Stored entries

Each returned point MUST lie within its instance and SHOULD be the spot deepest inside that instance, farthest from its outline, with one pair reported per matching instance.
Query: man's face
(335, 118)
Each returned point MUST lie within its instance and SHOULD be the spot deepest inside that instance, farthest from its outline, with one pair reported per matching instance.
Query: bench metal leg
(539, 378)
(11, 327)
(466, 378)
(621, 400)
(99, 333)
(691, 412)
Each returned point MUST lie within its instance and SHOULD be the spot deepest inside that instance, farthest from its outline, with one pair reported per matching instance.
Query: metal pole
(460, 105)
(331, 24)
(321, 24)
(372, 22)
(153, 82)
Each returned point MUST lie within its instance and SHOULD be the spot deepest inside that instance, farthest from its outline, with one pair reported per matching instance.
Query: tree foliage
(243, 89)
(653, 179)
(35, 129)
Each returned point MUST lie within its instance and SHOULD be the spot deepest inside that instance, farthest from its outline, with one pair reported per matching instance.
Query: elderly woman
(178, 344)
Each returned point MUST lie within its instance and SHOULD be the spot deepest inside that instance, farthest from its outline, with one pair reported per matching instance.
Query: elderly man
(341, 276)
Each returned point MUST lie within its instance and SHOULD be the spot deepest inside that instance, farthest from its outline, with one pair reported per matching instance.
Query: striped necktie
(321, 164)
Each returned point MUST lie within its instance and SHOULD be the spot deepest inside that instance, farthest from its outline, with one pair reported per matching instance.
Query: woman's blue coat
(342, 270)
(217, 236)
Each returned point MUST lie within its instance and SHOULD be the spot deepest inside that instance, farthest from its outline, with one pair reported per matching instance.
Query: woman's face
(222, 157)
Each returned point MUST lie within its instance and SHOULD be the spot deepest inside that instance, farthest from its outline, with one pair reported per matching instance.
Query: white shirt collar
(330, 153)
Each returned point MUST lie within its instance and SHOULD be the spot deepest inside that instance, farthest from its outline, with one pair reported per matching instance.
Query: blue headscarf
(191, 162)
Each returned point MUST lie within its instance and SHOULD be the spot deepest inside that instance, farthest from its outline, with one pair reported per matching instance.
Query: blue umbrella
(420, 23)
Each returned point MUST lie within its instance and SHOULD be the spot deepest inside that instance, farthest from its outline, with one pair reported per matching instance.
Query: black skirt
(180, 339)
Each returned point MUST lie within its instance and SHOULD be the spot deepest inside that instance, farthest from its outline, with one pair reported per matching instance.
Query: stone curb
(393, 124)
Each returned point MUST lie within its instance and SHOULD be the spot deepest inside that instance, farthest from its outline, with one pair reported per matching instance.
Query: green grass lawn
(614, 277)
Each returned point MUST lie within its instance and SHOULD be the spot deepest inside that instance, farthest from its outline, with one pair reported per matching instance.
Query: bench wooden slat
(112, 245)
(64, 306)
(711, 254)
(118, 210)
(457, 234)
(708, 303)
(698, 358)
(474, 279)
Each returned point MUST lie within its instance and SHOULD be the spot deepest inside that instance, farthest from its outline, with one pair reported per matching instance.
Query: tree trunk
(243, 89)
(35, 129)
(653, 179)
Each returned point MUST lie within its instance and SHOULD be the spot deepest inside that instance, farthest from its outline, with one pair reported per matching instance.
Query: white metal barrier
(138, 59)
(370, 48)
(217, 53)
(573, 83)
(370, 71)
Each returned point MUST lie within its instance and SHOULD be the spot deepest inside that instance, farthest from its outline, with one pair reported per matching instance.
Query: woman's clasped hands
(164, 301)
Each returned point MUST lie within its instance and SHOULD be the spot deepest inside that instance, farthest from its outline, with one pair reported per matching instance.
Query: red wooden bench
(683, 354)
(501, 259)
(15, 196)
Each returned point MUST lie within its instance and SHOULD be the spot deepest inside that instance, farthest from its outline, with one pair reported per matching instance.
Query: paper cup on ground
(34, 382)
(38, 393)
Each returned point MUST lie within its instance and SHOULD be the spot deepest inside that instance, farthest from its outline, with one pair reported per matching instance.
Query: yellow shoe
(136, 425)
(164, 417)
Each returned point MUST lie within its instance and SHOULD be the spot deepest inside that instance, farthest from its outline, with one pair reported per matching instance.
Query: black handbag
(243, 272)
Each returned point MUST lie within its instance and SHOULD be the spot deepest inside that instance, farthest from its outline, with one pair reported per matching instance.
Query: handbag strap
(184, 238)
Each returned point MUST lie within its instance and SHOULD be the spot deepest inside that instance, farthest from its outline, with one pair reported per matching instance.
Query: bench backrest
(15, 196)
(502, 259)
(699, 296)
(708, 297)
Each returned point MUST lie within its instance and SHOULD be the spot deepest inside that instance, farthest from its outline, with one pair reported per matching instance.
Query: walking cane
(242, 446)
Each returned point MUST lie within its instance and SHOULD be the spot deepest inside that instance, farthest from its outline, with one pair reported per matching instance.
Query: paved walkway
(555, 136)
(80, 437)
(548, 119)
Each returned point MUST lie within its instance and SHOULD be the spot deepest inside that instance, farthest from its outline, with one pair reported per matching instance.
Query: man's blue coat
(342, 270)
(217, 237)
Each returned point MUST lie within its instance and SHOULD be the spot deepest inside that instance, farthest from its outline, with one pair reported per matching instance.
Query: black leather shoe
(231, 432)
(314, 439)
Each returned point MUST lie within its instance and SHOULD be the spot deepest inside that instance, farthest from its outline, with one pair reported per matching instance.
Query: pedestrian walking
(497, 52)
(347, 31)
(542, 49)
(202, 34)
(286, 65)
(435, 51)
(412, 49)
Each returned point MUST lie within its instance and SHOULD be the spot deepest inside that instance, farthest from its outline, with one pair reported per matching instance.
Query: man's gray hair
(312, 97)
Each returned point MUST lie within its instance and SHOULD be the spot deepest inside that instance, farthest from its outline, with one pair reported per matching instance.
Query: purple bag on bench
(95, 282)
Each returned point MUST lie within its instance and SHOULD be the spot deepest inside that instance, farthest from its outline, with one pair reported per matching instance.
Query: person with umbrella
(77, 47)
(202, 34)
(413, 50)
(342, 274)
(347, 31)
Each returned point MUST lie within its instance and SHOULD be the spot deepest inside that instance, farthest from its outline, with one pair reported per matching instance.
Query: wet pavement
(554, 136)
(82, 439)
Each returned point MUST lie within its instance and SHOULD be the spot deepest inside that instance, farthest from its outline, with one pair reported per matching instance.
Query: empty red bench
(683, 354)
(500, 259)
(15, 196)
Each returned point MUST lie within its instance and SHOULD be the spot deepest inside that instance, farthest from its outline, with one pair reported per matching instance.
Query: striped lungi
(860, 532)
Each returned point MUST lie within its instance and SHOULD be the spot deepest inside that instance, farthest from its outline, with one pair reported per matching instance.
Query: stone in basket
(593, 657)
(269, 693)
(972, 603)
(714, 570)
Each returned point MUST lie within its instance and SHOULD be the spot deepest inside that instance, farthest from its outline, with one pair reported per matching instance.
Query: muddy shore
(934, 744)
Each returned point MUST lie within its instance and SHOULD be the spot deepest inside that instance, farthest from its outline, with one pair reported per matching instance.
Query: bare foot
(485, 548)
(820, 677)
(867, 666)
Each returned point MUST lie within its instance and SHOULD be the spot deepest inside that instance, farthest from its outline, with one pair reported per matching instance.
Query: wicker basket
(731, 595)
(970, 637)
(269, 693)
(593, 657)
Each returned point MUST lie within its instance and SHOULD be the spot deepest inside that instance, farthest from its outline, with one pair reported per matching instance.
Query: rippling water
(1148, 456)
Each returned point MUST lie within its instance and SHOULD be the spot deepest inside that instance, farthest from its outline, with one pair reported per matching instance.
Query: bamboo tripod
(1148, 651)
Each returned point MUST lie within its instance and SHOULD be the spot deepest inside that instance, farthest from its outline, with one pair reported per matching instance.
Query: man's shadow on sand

Problem:
Pick out each of the lines above that contains the word "bench" and copy it unchanged.

Task solution:
Query: bench metal leg
Query: bench wooden slat
Query: red wooden bench
Query: bench backrest
Query: purple bag on bench
Query: empty red bench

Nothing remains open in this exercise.